* start *
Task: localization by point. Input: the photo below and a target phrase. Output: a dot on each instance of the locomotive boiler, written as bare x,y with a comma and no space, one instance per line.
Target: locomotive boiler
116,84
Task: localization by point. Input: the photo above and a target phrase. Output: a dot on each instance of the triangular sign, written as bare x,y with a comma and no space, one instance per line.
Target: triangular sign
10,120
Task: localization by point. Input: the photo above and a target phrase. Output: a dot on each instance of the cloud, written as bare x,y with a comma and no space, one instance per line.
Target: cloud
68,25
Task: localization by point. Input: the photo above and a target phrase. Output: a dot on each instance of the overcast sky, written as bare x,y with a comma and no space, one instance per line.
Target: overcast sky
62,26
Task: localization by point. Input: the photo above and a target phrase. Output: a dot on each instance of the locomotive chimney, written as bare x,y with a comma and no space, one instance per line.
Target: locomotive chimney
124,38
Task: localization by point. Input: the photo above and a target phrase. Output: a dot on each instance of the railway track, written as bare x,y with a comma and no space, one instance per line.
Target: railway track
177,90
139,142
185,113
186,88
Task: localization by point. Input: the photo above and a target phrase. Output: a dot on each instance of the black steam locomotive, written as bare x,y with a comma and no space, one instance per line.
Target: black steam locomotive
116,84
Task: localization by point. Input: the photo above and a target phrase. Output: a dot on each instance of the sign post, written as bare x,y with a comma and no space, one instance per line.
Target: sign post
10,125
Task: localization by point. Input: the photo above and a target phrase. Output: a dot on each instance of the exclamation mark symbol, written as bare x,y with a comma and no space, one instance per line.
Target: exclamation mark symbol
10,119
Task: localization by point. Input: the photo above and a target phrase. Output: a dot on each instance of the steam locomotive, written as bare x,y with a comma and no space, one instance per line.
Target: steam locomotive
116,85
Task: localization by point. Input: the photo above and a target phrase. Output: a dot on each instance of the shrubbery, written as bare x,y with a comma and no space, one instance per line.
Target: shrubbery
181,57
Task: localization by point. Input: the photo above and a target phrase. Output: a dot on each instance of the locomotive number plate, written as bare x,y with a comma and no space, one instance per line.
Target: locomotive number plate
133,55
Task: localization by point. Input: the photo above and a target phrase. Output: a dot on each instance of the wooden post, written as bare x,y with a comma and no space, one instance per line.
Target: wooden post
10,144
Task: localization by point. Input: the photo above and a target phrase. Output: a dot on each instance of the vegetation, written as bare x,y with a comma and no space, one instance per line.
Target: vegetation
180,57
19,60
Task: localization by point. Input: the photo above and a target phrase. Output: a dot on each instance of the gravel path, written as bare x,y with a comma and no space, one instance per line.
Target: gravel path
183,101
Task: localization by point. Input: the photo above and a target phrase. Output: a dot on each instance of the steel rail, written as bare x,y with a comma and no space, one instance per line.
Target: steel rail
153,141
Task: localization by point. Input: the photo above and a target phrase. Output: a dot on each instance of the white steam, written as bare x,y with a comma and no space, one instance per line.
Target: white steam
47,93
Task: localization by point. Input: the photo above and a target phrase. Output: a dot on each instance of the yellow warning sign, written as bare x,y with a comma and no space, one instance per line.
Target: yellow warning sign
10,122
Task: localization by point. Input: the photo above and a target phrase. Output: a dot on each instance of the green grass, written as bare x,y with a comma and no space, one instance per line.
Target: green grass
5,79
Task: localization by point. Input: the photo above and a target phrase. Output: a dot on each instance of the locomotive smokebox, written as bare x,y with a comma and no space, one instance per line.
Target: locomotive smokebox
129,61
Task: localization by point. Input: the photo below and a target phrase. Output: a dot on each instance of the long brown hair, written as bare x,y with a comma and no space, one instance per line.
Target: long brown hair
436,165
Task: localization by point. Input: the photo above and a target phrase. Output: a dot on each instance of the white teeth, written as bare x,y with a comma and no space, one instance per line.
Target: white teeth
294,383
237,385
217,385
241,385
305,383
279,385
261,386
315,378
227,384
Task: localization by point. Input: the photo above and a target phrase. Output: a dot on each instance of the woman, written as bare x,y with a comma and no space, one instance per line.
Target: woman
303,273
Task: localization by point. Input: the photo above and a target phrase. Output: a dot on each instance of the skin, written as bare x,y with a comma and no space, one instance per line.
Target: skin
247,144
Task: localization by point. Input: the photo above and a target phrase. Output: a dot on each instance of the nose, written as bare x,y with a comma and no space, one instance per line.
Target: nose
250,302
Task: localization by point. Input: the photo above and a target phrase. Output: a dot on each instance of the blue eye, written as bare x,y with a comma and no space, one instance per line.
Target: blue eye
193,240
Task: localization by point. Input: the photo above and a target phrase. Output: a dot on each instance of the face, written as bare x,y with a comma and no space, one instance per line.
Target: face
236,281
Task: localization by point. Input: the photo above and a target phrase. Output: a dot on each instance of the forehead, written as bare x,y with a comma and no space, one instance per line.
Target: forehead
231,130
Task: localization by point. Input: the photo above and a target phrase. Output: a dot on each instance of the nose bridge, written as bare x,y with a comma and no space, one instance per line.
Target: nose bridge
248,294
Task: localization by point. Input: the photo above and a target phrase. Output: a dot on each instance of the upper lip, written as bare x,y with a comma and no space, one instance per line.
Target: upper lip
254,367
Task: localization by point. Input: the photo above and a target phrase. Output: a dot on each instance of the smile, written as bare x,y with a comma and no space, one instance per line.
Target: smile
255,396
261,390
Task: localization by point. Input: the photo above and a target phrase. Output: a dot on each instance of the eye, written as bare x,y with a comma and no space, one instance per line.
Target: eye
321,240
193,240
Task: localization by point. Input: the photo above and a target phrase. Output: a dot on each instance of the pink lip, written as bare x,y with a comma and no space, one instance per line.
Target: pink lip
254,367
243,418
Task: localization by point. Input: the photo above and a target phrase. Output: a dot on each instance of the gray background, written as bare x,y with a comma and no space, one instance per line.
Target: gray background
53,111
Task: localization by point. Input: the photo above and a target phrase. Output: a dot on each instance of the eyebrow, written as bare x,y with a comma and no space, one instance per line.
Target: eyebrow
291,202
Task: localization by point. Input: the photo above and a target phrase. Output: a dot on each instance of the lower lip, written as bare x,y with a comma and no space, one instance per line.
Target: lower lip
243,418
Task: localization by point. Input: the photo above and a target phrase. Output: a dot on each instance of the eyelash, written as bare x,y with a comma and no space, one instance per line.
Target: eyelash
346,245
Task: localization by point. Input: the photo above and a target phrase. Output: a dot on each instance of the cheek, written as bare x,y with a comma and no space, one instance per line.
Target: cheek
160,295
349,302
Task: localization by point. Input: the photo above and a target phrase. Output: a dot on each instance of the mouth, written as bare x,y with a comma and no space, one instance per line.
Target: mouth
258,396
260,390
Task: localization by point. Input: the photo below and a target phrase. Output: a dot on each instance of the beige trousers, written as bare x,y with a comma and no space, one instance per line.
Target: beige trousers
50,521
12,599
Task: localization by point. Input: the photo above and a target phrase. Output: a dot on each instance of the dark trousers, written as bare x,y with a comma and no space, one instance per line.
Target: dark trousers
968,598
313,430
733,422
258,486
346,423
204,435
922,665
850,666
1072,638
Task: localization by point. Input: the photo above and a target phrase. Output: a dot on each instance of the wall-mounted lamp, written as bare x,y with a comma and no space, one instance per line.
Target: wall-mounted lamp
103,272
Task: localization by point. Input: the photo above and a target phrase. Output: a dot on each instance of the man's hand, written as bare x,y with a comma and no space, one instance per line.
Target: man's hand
* end *
• [What you need to do] In full and verbatim, repeat the records given above.

• [Response]
Task: localization by point. Input: the photo below and a target phrase. Output: a dot on each instance of the locomotive boiler, written as bare x,y with a comma and no space, one instance per line.
Target: locomotive boiler
116,84
Task: localization by point. Input: the photo above and a target phrase. Output: a dot on each instance of the triangular sign, written as bare x,y with a comma and no space, one instance per line.
Target: triangular sign
10,120
Task: localization by point. Input: the photo above and a target phrase. Output: a dot on each instance of the cloud, written as bare x,y with a comma and no space, one instance per line.
Target: cloud
68,25
Task: localization by point. Input: the photo above and a target phrase. Output: a dot on each instance of the overcast sky, written as bare x,y with a comma and no space, one instance per line.
Target: overcast sky
62,26
Task: localization by point. Input: the photo above and a target phrase. Output: a dot on each instance of the locomotive chimney, written as bare x,y with a comma and no space, one instance per line.
Target: locomotive chimney
124,38
Task: localization by point. Input: the photo above and a target phrase. Output: a dot on each instance of the railway track, written as bare x,y with a comma and no space, one instance per line.
Target: railway track
177,90
139,142
185,113
186,88
Task: localization by point. Input: the photo above and a target phrase. Output: a dot on each instance of the black steam locomotive, written as bare x,y with a comma and no space, one instance per line.
Target: black steam locomotive
116,84
Task: localization by point. Input: the photo above and a target phrase. Output: a dot on each instance of the sign post, written as bare x,y with a comma and no space, one instance per line.
Target: sign post
10,125
Task: localization by point. Input: the photo above and a target phrase. Output: a dot on each instance of the exclamation mark symbol, written as bare x,y with a comma and no space, one instance per line.
Target: exclamation mark symbol
10,119
Task: localization by point. Input: the photo above and a target phrase. Output: a dot on each instance of the steam locomotive, written as bare x,y with a comma and no space, one instance per line.
Target: steam locomotive
116,85
Task: localization by point. Input: the photo above and a target phrase. Output: a dot on each instance of the shrubbery, written as bare x,y with a comma and no space, one instance per line.
Target: shrubbery
181,57
Task: localization by point. Input: the photo above and a target phrase. Output: a dot on each instance of the locomotive number plate, written as bare x,y with a comma and no space, one instance per line.
Target: locomotive number plate
133,55
Task: localization by point. Input: the photo above and a target phrase. Output: a dot on each instance of the wooden post, written as bare x,y with a comma and no space, one instance per line.
Target: wooden post
10,144
Task: localization by point. Input: the photo above and a target phrase. Output: a dot on each instance of the vegetation, written as bare x,y with a comma and no space, one instance per line.
Target: vegetation
180,57
19,60
Task: localization by point. Input: the photo above and a target phrase. Output: a dot on each instance of the gravel path, written as bare x,y with a comma and no space, one instance per line.
Target: gravel path
183,101
Task: localization by point. Input: the photo above and a target phrase. Output: a dot on each instance of the steel rail, written as bare x,y with a comma and no space, one instance per line.
Target: steel rail
153,141
Task: localization by point. Input: the photo above and a target phrase. Output: a dot on each instance of the white steam, written as bare x,y with a comma and no space, one instance per line.
Target: white steam
47,93
Task: localization by point. Input: the photo above and a target phrase. Output: a dot on each instance of the yellow warning sign, written as bare x,y with a comma and no space, one instance per line.
Target: yellow warning sign
10,122
Task: localization by point. Input: the photo above and a target phrase. Output: a dot on each instance of the green grass, written as bare x,y with a comma and no space, one instance per line.
Target: green grass
5,79
Task: localization by point. Input: the photo above and a target phrase. Output: a dot on each instance of the locomotive smokebox, written as bare x,y with a comma and no space, one instance per line.
Target: locomotive smokebox
129,61
Task: localization by point. Input: the photo below and a target phrase. Output: a dot on each instance of the long brown hair, written as bare x,y with a comma and no space, one instance per line.
Target: long brown hair
436,165
Task: localization by point. Input: the photo above and a target phrase. Output: a dot on each instance of the white teeth, written as bare x,y with a comma and no space, one instance per line.
Target: white teeth
294,383
237,385
217,385
241,385
305,383
279,385
261,386
315,378
227,384
Task: localization by point. Input: the photo above and a target phrase. Output: a dot on each instance of the woman, written as bare x,y with a comma and no space, one instance per line.
Target: woman
303,273
Task: localization by point. Input: the photo above and a target phrase. Output: a dot on each instance of the skin, written as bare x,y with a comma and no space, one instance per line.
Target: skin
247,144
Task: localization by point. Input: the photo above and a target phrase. Output: a dot on each instance of the nose, written as bare x,y with a comma and no space, one instance per line.
Target: nose
250,302
Task: localization by point. Input: the photo above and a target phrase. Output: a dot on each instance of the blue eye, written as bare x,y with a comma and no space, one instance per line.
Target: blue eye
193,240
Task: localization by point. Input: the photo above and a target phrase. Output: a dot on each instance of the face, written as bare x,y with a comma and no space, one instance per line.
Target: face
236,281
Task: localization by point. Input: the photo above and a target phrase. Output: a dot on each instance of the forehead, written as bare x,y with a comma and no space, one instance per line.
Target: forehead
231,130
Task: localization by point. Input: the photo above and a target phrase. Output: a dot on each instance of the nose bridge, written as bare x,y with a comma and no space, one instance per line.
Target: nose bridge
248,294
Task: localization by point. Input: the photo above and a target phrase. Output: a dot on each instance of the upper lip, written as bare x,y with a comma and no space, one instance per line.
Target: upper lip
254,367
Task: localization by point. Input: the photo above and a target phrase. Output: a dot on each instance of the smile, written as bare x,y with a comma and no space, one instance per line.
Target: smile
255,396
261,390
Task: localization by point. Input: the photo above and a target phrase. Output: a dot on each instance of the eye, written as bare x,y with a comma and no space, one instance per line.
Target: eye
321,240
193,240
Task: localization by point. Input: the photo above and a target phrase. Output: a dot on each instance of the pink lip, written as bare x,y with a comma and no space, one instance per line.
Target: pink lip
254,367
243,418
Task: localization by point. Input: the photo above and a target phrase. Output: a dot on each instance of the gray background, written as bare x,y with a comma and no space, one instance per line.
Target: gray background
53,111
Task: localization by point. Input: the photo above and a target phrase. Output: a dot on each instance of the eyebrow, written as bare x,y with a comma and no space, one instance per line.
Target: eyebrow
291,202
Task: localization by point. Input: the photo above and a target phrase. Output: a dot on each instance of the lower lip, written as bare x,y with a comma and no space, one instance per line.
Target: lower lip
243,418
Task: localization by point. Input: the photo above and a target phrase. Output: a dot on each instance of the eyelash, written as bare x,y with a comma and no space, one instance per line.
Target: eyelash
346,245
Task: localization by point. Input: the photo above and a target phrase. Output: a dot on each instance of the cheek, written as bare x,y with a comma and no space, one instance per line.
Target: cheek
160,295
349,302
Task: localization by point. Input: the photo above and a target phrase. Output: a dot on each instance of the mouth, written as bare x,y with a comma and no space, one instance per line.
Target: mouth
258,396
260,390
Task: localization by point. Input: the photo below and a target phrase. Output: a dot on each instance of the beige trousers, written as bare x,y with a comma and no space, one instance per line.
Target: beige trousers
50,521
12,599
Task: localization by point. Input: the photo above and a target phrase. Output: a dot on each instance of the dark trousers, written as bare x,y with a comma and no space, one instance per line.
Target: dark trousers
968,598
313,430
733,422
258,486
346,423
204,435
922,665
850,666
1072,638
Task: localization by point. Input: the photo above and a target phrase. Output: a dot on each instance of the wall-mounted lamp, written as bare x,y with a comma and no space, one instance per line.
Target: wall-mounted lamp
103,272
Task: localization by point. Input: the photo above and a target phrase. Output: a dot on each instance of the man's hand, written as bare x,y with a comma and no space, one instance per line.
Target: man's hand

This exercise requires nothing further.